### GIVEN TEXT
# # # #
Mérida, Yucatán — The Federal Ministry of Health has confirmed the first case of zika in a pregnant woman in Yucatán. The patient is a 19-year-old from Kaua, which is 35 kilometers southeast of Mérida.
She first exhibited symptoms June 19.
After 30 weeks’ gestation, the fetus appears OK, reports the health agency. Microcephaly, which causes children to have an abnormally small head, has been linked to the mosquito-borne virus.
The Ministry of Health of Yucatán — SSY — also announced the reinforcement of a strategy to eliminate potential breeding sites of mosquitoes. This year, the state has reported 83 cases of dengue, 10 chikungunya cases, and three zika cases.
The ministry said that citizen participation is of paramount importance in eradicating the menace.
SSY officials urged Meridanos to participate on Saturday, July 16 and Sunday, July 17 in the third descacharrización — bulk trash collection, a time to haul away discarded tires, abandoned clunkers and other large debris that could hold rain water. On Saturday, July 23 and Sunday, July 24, smaller neighborhoods outside the beltway will participate.
# # # #
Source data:
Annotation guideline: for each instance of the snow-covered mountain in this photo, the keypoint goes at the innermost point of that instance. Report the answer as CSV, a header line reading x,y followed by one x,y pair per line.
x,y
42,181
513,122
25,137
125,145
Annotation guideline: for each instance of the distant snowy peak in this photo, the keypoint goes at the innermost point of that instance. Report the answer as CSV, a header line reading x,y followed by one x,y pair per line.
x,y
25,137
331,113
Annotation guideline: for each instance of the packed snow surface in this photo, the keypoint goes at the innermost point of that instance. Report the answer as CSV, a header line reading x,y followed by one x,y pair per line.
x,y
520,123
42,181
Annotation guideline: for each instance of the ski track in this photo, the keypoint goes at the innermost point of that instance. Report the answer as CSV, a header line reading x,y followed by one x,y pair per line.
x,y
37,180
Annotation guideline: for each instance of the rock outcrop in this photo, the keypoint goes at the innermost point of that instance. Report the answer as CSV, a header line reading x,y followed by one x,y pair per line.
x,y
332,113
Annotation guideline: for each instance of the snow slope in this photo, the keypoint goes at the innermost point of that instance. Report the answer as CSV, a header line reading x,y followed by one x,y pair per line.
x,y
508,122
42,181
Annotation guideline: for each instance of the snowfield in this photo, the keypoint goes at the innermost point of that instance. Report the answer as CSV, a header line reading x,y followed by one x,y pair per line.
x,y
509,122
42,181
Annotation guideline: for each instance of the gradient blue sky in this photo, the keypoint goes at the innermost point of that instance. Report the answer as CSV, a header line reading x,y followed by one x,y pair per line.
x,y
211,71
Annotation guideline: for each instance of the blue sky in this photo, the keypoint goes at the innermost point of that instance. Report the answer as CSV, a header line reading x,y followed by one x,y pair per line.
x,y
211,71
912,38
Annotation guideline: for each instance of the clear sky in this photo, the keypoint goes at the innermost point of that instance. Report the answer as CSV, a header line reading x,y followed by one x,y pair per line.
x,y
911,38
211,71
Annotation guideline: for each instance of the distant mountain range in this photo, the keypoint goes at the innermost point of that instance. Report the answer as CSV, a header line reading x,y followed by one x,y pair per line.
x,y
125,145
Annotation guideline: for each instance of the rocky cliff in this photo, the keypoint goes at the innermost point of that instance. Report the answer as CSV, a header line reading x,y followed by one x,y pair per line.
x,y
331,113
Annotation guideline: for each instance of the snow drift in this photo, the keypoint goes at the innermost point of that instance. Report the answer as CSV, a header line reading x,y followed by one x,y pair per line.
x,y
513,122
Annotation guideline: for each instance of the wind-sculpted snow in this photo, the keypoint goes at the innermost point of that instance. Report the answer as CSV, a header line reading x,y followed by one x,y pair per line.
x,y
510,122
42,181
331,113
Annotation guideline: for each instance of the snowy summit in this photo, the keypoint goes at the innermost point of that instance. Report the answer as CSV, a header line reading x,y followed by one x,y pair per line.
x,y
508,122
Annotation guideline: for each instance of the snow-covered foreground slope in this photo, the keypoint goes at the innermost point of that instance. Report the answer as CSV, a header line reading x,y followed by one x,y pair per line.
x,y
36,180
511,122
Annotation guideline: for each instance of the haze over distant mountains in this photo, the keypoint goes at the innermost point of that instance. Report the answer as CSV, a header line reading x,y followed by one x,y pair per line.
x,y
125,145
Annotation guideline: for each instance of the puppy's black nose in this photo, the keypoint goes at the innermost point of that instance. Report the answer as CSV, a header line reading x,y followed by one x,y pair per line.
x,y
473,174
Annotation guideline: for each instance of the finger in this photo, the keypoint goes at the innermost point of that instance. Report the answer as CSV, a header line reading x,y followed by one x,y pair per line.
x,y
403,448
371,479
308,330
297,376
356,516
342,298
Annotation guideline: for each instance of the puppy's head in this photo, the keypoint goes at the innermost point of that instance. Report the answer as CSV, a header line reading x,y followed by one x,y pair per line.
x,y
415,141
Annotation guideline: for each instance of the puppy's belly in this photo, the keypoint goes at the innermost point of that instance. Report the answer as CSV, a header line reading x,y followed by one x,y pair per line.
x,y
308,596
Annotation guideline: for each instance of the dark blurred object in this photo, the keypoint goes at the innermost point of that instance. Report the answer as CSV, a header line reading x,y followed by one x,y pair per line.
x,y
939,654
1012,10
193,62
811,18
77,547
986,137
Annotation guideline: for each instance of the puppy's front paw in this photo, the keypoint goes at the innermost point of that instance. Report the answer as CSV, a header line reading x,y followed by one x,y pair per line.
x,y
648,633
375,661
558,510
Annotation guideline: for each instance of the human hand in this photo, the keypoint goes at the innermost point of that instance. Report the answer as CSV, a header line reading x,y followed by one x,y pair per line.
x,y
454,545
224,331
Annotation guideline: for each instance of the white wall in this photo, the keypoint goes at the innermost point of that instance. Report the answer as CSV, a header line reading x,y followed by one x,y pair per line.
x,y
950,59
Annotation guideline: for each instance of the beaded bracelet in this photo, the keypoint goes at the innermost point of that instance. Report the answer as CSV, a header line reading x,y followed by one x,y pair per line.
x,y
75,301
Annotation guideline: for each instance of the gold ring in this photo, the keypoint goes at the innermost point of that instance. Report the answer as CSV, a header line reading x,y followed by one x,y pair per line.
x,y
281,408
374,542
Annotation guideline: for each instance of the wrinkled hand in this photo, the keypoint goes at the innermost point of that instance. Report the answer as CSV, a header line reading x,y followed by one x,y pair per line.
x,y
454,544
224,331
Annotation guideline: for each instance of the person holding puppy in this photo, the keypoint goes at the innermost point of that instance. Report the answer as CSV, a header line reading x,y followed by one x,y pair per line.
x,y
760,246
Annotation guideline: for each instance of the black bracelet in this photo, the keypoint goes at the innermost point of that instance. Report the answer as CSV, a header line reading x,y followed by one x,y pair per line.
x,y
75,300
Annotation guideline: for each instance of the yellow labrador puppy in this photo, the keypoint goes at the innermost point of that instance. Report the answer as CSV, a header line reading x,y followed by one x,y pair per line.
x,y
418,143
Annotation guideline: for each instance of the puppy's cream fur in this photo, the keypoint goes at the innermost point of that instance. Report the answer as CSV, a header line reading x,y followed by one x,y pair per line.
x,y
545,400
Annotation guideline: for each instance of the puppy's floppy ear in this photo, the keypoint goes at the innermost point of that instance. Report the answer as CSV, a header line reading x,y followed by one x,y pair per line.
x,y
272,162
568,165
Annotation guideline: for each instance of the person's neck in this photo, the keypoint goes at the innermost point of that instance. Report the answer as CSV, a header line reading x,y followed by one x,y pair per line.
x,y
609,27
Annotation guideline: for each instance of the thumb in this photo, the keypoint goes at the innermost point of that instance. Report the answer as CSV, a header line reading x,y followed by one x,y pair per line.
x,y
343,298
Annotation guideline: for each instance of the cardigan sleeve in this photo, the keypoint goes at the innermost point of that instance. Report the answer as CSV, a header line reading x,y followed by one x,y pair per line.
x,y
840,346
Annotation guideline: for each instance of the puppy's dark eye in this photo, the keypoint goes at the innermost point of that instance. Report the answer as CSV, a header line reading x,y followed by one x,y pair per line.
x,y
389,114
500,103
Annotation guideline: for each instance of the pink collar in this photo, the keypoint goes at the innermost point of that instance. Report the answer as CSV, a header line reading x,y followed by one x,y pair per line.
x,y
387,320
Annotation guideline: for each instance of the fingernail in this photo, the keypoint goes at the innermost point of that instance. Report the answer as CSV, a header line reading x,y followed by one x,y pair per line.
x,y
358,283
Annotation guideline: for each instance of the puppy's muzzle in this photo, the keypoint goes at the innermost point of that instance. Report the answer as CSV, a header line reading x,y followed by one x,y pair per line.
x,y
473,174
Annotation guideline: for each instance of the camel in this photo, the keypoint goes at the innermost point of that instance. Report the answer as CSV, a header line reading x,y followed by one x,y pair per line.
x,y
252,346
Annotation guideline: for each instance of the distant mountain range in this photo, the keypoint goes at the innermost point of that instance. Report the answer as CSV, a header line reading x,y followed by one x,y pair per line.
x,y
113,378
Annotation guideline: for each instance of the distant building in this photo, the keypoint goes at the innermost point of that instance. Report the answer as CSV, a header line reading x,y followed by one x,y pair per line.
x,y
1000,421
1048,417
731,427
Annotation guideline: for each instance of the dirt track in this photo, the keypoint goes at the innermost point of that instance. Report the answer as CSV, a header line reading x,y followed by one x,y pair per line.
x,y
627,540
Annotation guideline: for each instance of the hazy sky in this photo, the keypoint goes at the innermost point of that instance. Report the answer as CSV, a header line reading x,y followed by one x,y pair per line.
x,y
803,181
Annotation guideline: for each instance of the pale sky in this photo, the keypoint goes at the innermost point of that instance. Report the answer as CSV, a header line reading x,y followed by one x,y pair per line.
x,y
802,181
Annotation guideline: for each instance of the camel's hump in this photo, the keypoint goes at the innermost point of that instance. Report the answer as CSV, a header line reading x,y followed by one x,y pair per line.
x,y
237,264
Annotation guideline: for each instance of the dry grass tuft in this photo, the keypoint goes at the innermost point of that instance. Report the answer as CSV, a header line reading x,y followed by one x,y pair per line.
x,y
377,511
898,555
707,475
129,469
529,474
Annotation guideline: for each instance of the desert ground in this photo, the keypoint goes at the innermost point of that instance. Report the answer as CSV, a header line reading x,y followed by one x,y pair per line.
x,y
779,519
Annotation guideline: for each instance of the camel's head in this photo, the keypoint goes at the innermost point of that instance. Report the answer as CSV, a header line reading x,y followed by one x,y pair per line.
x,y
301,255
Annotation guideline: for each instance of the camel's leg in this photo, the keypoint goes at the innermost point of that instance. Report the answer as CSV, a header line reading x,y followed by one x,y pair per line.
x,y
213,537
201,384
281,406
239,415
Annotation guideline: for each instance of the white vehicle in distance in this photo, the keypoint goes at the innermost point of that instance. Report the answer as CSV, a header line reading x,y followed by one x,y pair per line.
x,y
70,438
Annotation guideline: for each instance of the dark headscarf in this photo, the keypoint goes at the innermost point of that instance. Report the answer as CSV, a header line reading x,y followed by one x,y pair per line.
# # # #
### EXERCISE INSTRUCTIONS
**a)** Translate this sentence from the zika article above into Spanish: "The ministry said that citizen participation is of paramount importance in eradicating the menace."
**b)** Reproduce word for word the part of the zika article above from "After 30 weeks’" to "three zika cases.".

### YOUR RESPONSES
**a)** El ministerio dijo que la participación ciudadana es de suma importancia para erradicar la amenaza.

**b)**
After 30 weeks’ gestation, the fetus appears OK, reports the health agency. Microcephaly, which causes children to have an abnormally small head, has been linked to the mosquito-borne virus.
The Ministry of Health of Yucatán — SSY — also announced the reinforcement of a strategy to eliminate potential breeding sites of mosquitoes. This year, the state has reported 83 cases of dengue, 10 chikungunya cases, and three zika cases.